• **DOCUMENT SECTION**
====

# Saw the EOS Highway 1 in person today....



## dieselgirl (Oct 27, 2005)

So the Eos Highway 1 made a visit to downtown Portland today, for some private event I think for the Portland Art Institute. I made a little trip into town in our Cabrio to check it out since I think the Eos pretty much = the sex. And this version did nothing to make me stop







since they aren't bringing the diesel version stateside. Anyways here are my pictures (sorry for the bright light and not getting a shot of the front - the woman in charge of it was standing right in front flirting with some guy so I couldn't get a good shot







)


----------



## OEMplus.com (May 27, 2003)

Hawt!


----------



## northvw (Jul 14, 2006)

*Re: (OEMpl.us)*

Nice shots. Efforts like yours make this forum a great place to visit. By the way, those huge wheels (20 inch?) do look nice despite my previous misgivings about 18 inch wheels being too big for the car aesthetically.

====

• **RAW DATA**
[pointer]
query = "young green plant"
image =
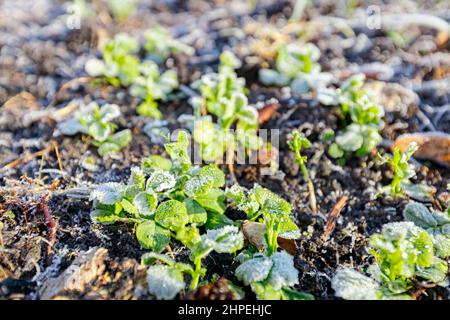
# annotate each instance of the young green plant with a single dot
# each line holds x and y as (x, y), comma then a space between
(95, 122)
(165, 281)
(401, 168)
(296, 144)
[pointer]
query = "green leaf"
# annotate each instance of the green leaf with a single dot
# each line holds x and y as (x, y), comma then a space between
(104, 216)
(436, 273)
(283, 272)
(335, 151)
(108, 193)
(198, 186)
(290, 294)
(172, 215)
(350, 140)
(227, 239)
(217, 220)
(157, 162)
(352, 285)
(189, 236)
(197, 214)
(160, 181)
(152, 236)
(178, 151)
(137, 177)
(211, 172)
(254, 270)
(288, 230)
(213, 201)
(145, 203)
(129, 207)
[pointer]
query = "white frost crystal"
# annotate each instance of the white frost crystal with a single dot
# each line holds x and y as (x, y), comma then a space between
(254, 270)
(108, 193)
(352, 285)
(164, 282)
(161, 180)
(224, 240)
(283, 273)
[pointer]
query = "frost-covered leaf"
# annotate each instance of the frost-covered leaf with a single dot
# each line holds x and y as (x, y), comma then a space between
(212, 201)
(423, 217)
(156, 162)
(335, 151)
(224, 240)
(178, 151)
(290, 294)
(160, 181)
(152, 236)
(350, 140)
(189, 236)
(95, 67)
(197, 214)
(137, 177)
(327, 97)
(283, 272)
(211, 172)
(108, 193)
(442, 245)
(198, 186)
(103, 216)
(420, 215)
(129, 207)
(172, 215)
(272, 77)
(236, 193)
(121, 139)
(254, 270)
(71, 127)
(108, 112)
(164, 282)
(436, 273)
(145, 203)
(352, 285)
(289, 230)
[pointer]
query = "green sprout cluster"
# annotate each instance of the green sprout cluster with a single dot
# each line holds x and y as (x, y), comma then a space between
(401, 168)
(223, 96)
(360, 115)
(296, 65)
(296, 144)
(95, 122)
(121, 66)
(404, 254)
(171, 200)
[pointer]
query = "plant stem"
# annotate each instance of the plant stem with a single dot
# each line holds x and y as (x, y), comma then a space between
(312, 194)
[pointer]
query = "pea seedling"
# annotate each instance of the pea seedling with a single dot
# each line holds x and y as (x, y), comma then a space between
(360, 115)
(95, 122)
(160, 44)
(222, 95)
(296, 144)
(270, 274)
(166, 199)
(120, 64)
(403, 252)
(152, 86)
(296, 65)
(165, 281)
(402, 169)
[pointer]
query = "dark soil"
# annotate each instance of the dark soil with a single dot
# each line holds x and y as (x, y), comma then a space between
(39, 54)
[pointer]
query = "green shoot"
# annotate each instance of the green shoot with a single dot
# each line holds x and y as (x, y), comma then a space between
(296, 144)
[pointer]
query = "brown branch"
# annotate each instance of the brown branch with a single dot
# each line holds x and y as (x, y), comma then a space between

====

• **THE TASK**
Using the forum thread about the Eos Highway 1 in Portland, decide whether each statement agrees with it, answering yes or no and quoting the words that settle it: (a) the original poster drove into town in a Cabrio to see the car; (b) the original poster got a photo of the car's front; (c) one reply had earlier thought 18-inch wheels were too big for the car's looks. The records have nothing to do with the text.

• **SOLUTION TO THE PROBLEM**
(a) Yes: "I made a little trip into town in our Cabrio to check it out"
(b) No: "not getting a shot of the front"
(c) Yes: "my previous misgivings about 18 inch wheels being too big for the car aesthetically"